● **Instructions for the task**: What is the number of lines in these records with "mountain" in them? Answer with that number only.

● **Provided records**:
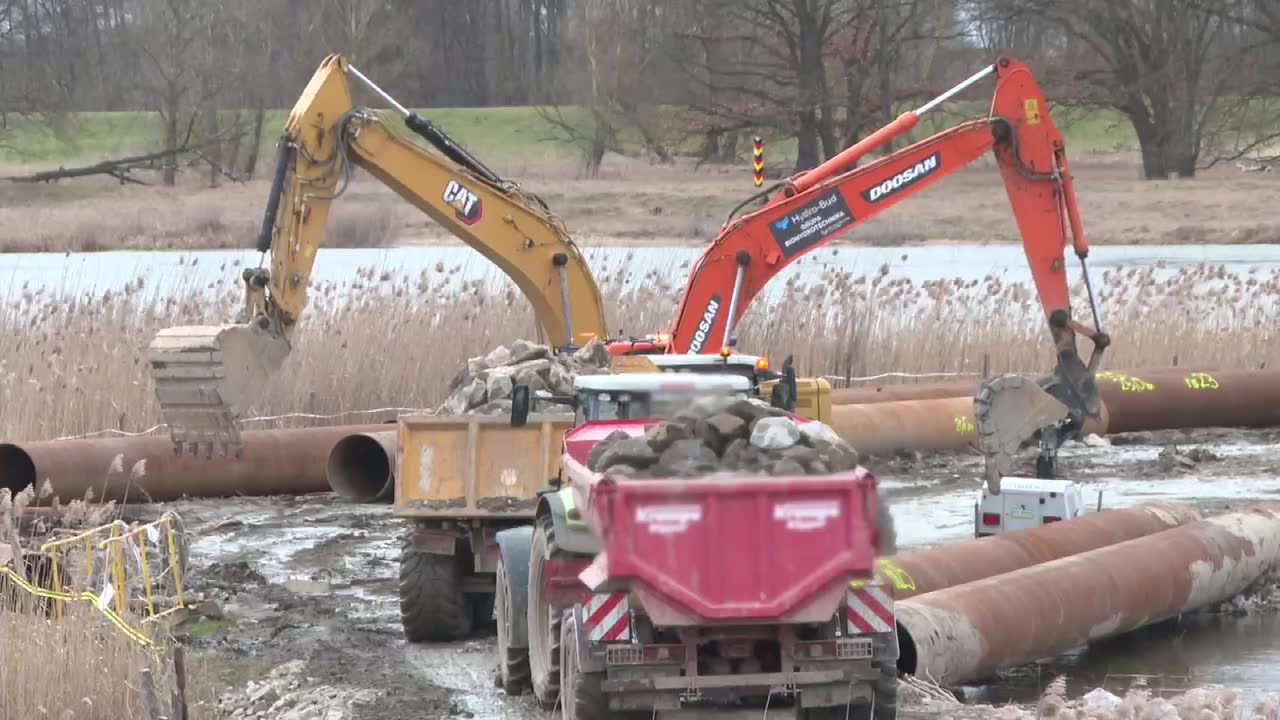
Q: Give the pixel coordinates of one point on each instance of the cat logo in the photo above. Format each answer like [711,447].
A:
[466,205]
* * *
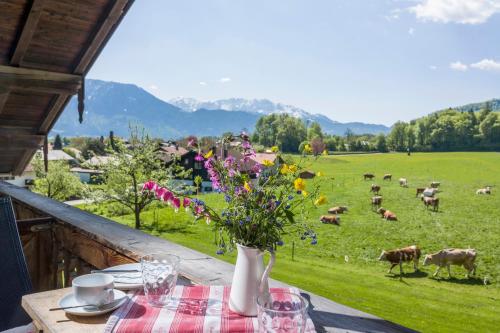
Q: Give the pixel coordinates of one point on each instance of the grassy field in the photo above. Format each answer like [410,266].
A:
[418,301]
* * *
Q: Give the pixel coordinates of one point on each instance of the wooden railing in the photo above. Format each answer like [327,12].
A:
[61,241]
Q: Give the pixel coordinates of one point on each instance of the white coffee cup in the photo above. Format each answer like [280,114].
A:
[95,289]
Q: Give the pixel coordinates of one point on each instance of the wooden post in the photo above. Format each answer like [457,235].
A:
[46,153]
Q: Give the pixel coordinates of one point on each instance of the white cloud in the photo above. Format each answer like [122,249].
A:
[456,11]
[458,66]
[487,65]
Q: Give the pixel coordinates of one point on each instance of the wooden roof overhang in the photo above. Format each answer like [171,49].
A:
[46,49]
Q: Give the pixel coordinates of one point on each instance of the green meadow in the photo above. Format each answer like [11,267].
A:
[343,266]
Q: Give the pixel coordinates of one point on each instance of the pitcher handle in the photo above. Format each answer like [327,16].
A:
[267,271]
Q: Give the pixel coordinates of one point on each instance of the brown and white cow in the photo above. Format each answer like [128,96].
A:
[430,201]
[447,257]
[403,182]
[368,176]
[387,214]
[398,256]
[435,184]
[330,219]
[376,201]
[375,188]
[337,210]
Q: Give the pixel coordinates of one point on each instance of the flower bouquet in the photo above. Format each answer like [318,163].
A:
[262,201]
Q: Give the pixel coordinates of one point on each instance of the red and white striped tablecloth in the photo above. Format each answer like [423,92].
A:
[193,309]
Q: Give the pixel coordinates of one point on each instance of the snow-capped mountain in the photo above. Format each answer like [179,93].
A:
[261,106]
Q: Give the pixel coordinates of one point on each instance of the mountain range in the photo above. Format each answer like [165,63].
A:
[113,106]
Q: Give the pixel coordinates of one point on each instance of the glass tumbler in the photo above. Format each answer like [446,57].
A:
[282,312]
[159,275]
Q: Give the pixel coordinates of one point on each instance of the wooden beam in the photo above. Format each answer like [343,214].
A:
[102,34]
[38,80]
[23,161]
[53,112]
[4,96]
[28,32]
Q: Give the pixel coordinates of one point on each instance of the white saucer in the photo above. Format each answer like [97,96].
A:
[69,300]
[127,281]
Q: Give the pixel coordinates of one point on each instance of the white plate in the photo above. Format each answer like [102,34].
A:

● **Your response**: 2